**Your goal**
Give a verbatim quotation of every record.

**Given information**

-- Opening Marker --

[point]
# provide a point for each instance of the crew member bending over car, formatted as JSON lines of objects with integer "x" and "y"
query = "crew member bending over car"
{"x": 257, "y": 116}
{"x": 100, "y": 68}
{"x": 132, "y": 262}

-- Closing Marker --

**Result**
[point]
# provide a point for each instance of the crew member bending over car, formatted as JSON lines of objects with integer "x" and "y"
query = "crew member bending over car"
{"x": 257, "y": 116}
{"x": 100, "y": 68}
{"x": 132, "y": 262}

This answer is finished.